SUPPLIED TEXT
-------------------------
This, to me was a living example of dedication from both the child and the mother. There must have been hundreds of such cases which did not come into focus from the Press.
These days, we see school children in their uniforms coming out on to the roads looking quite fresh, at the crack of dawn, and returning home pretty fatigued as late as 5 p.m. This takes me back to our school days when our schools started at 9 a.m. and finished at 3 p.m.
For us, as school kids, it was really a pleasure to get on to a Raleigh Sports bike and glide away free as a lark. From the time we came home in the afternoon what did we do? Go for tuition classes? No, not really! After having a cup of tea or another session of rice and curry we ended up in a playing field either playing cricket or football. Did we have to cram before the exams? Not that either.
We concentrated carefully to what was taught in our classroom, took notes and when we came home threw the books away and never touched them till the following morning. I must admit that our teachers discharged their duties with due care and much responsibility. Children were not burdened or loaded with homework or projects like today, neither they were made to become Hunchback of Notre-Dame when they grew up bymaking it compulsory for them to carry on their rucksacks loads of books weighing a few kilos! Even our parents did not have to get all stressed up or involved frequently in trying to help us on subjects or material for projects that were far beyond their knowledge !1
Unfortunately today, the adage which says:
“Work while you work, play while you play, that is the only way to be happy and gay”,
has flown through the windows of schools and homes alike and become work, work, work and private tuition!
-------------------------
EXERCISES TO COMPLETE
1. Answer these questions from the school-days piece:
(a) At what times did schools start and finish when the writer was at school?
(b) What kind of bike does the writer mention riding?
(c) Which two games did the children play on the playing field?
2. Write out the school-days piece from "These days, we" up to and including "finished at 3 p.m.", putting "early in the morning" in place of "at the crack of dawn".
The entries that come next have nothing to do with the school-days piece.

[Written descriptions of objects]
-------------------------
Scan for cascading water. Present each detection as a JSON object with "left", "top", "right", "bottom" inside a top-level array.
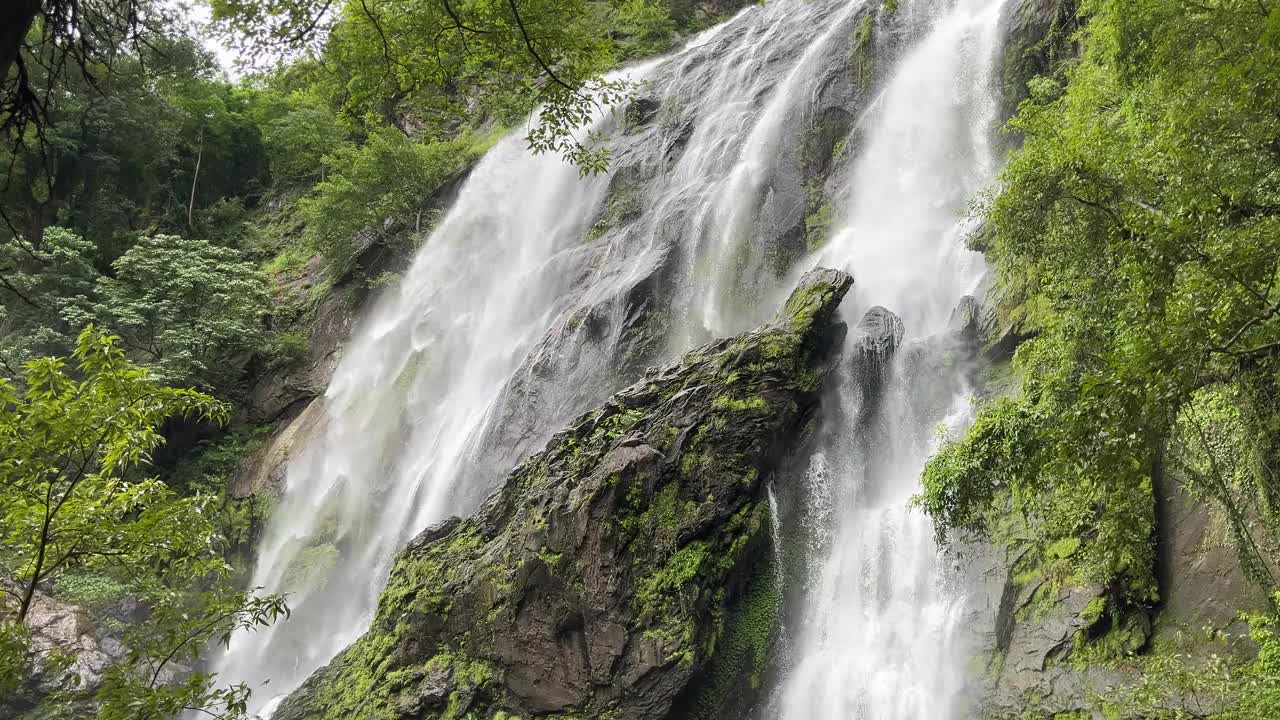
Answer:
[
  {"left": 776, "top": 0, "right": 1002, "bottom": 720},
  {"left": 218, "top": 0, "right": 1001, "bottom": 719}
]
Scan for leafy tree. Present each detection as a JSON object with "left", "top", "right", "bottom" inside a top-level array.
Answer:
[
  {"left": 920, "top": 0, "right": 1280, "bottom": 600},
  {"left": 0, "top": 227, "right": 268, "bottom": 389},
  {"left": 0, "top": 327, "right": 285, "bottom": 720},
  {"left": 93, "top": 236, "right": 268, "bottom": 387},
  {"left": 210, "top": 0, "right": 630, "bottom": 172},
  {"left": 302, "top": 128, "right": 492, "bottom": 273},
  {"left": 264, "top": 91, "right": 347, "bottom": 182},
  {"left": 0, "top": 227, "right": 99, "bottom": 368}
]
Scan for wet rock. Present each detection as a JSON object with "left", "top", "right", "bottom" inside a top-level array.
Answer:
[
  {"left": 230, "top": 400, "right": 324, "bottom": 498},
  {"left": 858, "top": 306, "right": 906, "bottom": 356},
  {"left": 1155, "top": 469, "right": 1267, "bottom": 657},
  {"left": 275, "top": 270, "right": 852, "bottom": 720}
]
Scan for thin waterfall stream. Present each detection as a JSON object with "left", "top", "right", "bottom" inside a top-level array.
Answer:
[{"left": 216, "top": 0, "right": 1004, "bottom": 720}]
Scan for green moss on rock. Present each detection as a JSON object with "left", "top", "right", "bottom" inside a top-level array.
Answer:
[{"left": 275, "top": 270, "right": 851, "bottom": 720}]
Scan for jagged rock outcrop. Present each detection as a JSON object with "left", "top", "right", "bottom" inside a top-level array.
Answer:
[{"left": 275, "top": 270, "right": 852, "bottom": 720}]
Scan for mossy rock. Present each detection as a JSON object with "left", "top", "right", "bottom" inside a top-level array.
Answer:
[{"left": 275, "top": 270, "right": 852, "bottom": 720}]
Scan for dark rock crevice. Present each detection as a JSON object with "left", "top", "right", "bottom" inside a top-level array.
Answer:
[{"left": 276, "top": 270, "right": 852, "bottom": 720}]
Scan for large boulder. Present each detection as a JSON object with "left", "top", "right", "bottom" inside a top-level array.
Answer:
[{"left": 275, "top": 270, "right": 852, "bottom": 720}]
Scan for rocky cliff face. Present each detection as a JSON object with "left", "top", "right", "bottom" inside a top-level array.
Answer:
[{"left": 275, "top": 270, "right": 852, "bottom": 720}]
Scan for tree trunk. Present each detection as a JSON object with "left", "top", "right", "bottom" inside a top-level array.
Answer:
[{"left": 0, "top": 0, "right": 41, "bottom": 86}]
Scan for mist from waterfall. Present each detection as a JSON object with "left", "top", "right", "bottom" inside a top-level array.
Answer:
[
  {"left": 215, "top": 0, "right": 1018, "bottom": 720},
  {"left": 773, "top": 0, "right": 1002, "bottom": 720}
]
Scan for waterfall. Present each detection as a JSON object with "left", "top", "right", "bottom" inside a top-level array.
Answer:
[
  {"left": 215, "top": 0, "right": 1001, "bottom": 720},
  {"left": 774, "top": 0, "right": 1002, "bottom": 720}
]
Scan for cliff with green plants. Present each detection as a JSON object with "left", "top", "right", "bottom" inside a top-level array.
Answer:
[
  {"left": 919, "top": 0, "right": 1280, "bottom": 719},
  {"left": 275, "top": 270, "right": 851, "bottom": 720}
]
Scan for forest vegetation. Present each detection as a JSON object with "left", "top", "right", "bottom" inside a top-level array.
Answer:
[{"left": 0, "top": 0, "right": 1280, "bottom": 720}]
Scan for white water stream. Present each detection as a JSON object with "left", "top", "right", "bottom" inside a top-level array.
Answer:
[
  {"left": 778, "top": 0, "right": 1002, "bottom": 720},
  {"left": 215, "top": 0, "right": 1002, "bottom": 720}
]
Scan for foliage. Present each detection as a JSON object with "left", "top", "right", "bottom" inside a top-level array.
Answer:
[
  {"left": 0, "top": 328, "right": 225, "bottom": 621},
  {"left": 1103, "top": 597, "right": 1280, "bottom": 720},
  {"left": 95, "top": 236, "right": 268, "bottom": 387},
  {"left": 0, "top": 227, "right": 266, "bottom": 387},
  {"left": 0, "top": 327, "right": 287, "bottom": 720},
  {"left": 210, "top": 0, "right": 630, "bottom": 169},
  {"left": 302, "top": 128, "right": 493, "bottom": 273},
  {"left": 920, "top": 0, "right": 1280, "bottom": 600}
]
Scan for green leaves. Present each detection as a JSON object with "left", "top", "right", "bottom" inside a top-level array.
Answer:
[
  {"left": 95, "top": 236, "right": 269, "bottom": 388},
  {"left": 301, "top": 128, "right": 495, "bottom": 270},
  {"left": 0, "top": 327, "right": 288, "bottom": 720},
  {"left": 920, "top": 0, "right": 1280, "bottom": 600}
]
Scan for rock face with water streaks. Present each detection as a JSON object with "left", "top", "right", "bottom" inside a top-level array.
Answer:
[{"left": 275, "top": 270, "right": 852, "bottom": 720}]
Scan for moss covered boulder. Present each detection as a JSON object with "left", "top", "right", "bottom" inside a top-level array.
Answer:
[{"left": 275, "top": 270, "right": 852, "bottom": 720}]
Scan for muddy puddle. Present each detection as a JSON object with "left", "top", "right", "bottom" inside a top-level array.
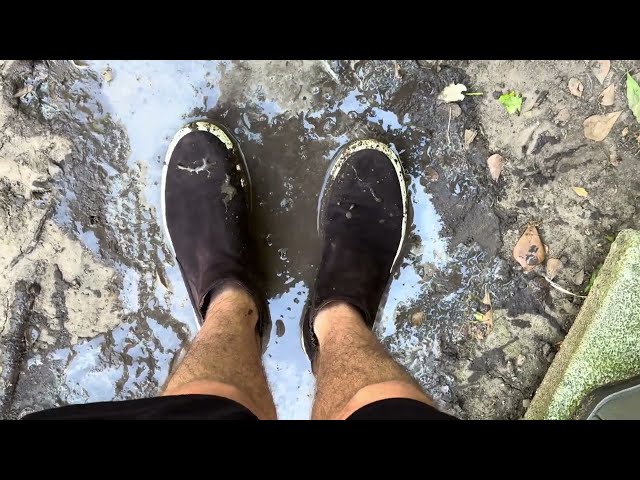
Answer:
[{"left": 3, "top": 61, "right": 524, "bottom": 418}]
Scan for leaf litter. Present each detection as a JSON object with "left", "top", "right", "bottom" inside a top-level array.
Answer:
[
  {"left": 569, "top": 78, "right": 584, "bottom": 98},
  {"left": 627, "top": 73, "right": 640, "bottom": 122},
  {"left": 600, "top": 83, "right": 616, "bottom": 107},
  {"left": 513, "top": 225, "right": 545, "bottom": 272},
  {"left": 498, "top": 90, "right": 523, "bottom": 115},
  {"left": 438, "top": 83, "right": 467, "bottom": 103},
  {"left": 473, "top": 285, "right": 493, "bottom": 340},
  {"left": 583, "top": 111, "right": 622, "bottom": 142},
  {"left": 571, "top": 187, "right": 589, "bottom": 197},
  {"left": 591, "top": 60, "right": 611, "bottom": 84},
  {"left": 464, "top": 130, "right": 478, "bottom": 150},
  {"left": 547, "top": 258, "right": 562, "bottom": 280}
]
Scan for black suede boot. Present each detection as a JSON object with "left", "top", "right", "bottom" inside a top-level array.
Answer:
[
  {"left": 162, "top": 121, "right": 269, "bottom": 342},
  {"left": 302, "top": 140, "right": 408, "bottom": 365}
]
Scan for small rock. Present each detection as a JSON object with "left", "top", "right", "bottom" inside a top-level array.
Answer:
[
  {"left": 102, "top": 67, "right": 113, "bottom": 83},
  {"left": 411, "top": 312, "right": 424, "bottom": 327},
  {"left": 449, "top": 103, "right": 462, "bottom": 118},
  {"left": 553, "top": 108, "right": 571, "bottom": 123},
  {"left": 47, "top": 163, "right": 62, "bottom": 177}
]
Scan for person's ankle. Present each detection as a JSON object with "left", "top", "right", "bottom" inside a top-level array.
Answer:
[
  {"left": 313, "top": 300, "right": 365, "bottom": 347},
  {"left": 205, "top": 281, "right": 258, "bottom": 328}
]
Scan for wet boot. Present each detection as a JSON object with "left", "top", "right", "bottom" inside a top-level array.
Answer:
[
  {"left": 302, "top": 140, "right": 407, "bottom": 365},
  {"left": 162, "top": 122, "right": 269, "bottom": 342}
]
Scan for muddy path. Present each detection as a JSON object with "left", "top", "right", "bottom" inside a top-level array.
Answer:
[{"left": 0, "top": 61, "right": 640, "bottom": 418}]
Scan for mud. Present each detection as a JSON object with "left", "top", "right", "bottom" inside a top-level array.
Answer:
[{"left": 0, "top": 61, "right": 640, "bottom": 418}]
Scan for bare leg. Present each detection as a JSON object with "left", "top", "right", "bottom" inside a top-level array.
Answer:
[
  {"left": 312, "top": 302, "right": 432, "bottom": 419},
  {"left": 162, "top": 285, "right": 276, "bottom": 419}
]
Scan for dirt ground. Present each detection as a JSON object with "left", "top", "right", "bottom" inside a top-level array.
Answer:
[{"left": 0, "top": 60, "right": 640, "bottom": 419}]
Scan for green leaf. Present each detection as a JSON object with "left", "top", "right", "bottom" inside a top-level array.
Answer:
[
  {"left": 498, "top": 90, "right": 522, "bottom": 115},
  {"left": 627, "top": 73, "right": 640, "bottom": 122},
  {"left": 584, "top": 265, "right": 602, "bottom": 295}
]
-------------------------
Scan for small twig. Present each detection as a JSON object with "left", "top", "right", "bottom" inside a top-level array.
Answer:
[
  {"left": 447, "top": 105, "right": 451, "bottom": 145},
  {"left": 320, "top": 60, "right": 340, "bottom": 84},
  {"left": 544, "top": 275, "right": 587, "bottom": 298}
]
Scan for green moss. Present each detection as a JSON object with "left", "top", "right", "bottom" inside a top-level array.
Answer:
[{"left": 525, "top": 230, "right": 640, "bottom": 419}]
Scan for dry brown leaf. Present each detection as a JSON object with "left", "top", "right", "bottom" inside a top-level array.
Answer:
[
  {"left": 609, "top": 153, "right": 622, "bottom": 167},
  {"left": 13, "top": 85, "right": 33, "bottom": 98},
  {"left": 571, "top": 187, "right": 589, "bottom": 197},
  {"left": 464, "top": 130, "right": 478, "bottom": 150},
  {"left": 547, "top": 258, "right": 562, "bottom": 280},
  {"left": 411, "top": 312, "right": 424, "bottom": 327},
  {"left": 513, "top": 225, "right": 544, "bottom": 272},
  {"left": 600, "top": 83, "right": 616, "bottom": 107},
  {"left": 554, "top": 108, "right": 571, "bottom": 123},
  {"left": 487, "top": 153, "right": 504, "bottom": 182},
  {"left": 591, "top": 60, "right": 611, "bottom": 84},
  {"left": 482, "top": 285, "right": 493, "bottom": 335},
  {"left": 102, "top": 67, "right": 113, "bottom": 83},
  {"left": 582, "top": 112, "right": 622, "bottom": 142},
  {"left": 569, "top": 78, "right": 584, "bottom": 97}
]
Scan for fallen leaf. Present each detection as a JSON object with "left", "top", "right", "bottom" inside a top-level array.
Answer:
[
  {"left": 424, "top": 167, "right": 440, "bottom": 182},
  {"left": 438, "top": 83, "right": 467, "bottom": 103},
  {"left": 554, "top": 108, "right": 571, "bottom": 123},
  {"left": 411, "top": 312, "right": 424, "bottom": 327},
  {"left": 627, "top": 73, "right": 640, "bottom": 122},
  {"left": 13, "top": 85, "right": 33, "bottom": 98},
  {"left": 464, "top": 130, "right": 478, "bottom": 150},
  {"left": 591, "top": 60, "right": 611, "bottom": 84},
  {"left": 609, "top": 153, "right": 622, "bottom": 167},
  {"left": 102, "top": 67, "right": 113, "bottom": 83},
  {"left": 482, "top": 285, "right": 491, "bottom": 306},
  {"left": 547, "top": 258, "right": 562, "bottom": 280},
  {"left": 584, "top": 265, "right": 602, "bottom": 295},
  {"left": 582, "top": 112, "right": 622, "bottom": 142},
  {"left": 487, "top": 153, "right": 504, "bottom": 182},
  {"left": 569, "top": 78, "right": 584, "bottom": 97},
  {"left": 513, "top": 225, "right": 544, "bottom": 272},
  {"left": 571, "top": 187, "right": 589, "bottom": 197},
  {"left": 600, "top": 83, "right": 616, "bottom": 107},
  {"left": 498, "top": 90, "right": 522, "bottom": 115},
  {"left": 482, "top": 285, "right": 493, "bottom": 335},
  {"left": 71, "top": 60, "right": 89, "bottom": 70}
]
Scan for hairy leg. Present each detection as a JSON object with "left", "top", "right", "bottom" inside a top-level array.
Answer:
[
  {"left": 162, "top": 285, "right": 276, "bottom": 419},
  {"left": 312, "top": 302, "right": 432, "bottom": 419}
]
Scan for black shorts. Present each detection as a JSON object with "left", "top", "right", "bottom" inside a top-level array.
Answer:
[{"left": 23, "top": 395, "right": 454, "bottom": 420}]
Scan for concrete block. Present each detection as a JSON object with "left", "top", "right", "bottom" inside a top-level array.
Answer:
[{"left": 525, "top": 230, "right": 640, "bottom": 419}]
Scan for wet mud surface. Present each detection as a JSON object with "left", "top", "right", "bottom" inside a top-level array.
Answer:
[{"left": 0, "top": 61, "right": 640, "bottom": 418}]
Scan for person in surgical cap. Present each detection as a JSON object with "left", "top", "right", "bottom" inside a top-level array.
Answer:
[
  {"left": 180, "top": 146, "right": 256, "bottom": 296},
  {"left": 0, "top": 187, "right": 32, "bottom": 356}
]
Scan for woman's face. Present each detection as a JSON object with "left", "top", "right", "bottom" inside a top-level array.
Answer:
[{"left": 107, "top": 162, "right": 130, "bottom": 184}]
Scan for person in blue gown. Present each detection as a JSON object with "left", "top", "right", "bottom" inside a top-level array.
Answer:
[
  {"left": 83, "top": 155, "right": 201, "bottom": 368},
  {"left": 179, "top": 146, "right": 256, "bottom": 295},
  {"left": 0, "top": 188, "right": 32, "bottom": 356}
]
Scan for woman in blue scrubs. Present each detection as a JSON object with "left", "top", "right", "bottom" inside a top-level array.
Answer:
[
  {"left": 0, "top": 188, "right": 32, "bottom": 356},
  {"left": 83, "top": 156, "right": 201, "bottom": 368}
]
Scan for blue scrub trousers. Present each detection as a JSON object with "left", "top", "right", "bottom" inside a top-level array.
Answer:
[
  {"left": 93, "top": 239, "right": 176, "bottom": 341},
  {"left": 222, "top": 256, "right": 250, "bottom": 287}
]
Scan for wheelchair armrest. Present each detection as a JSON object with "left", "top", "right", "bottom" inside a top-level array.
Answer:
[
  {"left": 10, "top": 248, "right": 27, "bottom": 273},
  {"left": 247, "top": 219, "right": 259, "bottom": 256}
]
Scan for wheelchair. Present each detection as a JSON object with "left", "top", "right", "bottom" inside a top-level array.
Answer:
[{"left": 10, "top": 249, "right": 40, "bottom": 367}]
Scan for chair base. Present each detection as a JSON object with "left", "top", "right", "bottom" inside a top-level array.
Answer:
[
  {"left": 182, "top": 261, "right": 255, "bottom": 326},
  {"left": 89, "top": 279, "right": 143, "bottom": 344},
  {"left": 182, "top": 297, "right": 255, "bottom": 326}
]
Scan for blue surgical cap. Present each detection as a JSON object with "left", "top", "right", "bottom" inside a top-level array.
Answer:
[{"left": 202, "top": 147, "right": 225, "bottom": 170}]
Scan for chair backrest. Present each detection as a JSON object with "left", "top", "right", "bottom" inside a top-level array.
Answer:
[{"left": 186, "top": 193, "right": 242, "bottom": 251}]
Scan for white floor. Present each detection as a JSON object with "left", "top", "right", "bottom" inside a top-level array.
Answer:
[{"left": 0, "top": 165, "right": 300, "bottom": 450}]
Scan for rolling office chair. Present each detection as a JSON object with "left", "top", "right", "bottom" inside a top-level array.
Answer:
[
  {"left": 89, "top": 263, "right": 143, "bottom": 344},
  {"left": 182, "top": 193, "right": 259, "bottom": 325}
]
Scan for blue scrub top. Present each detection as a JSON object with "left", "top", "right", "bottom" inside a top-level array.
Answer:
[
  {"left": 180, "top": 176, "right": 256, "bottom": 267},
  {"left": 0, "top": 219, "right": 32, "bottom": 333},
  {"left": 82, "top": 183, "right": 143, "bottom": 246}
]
-------------------------
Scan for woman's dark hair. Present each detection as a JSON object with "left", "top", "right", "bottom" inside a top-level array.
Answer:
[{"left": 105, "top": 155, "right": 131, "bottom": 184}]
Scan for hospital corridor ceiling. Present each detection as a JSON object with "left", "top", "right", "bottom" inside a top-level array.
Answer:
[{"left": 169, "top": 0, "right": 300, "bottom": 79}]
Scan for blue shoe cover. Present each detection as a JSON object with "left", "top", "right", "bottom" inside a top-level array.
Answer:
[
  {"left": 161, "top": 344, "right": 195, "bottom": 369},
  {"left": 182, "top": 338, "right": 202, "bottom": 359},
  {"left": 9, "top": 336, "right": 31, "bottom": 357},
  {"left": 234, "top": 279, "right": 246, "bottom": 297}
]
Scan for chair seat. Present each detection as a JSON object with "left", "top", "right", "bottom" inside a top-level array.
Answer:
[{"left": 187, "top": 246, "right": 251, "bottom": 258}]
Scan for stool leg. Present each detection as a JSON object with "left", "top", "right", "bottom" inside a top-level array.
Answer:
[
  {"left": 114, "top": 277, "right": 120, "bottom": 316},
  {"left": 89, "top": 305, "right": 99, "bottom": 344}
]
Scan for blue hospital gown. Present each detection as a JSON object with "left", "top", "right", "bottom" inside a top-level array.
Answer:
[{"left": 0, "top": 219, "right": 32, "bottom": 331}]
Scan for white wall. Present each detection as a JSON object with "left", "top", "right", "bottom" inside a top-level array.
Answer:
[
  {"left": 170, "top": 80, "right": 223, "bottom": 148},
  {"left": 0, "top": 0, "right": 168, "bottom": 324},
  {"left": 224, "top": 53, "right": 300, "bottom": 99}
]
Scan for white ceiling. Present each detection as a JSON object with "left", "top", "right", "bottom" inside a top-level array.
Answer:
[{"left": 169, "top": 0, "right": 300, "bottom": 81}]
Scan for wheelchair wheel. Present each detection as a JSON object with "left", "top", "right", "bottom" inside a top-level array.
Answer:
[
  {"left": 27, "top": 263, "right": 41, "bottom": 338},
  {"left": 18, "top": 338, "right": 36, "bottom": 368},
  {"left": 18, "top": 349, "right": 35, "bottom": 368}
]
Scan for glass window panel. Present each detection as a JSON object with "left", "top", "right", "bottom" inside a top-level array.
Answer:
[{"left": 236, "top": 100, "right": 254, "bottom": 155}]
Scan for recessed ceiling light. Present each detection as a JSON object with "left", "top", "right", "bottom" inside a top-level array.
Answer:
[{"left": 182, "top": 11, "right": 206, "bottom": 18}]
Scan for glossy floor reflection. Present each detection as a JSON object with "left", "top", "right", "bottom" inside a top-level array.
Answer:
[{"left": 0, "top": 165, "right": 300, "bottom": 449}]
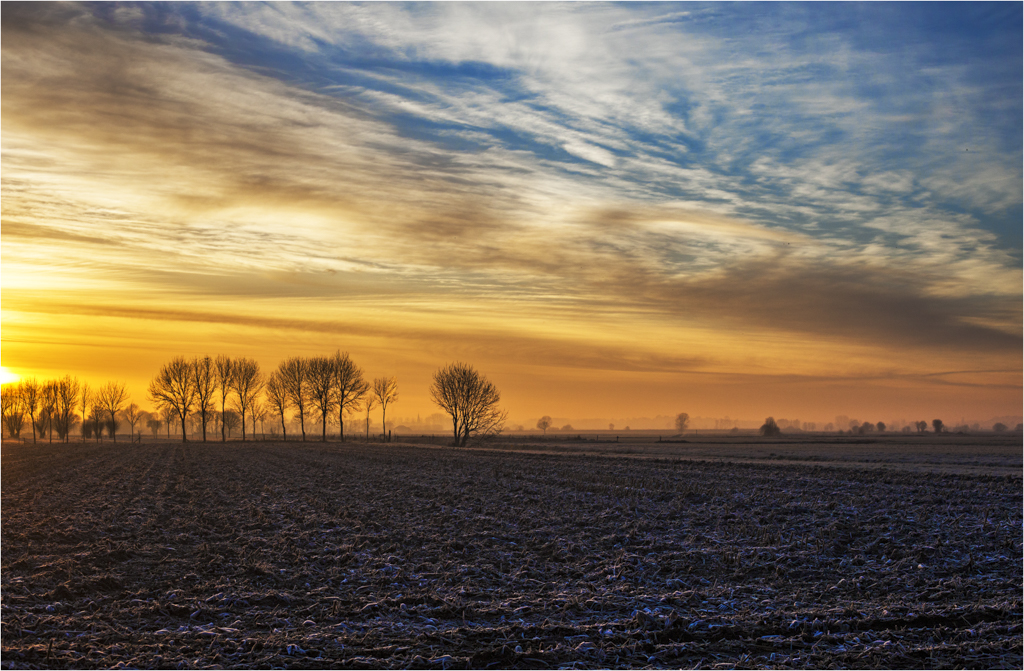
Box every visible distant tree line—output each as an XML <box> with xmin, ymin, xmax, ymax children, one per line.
-------------------------
RESPONSES PER TASK
1.
(a) They started at 9 a.m. and finished at 3 p.m.
(b) A Raleigh Sports bike.
(c) Cricket and football.

2.
These days, we see school children in their uniforms coming out on to the roads looking quite fresh, early in the morning, and returning home pretty fatigued as late as 5 p.m. This takes me back to our school days when our schools started at 9 a.m. and finished at 3 p.m.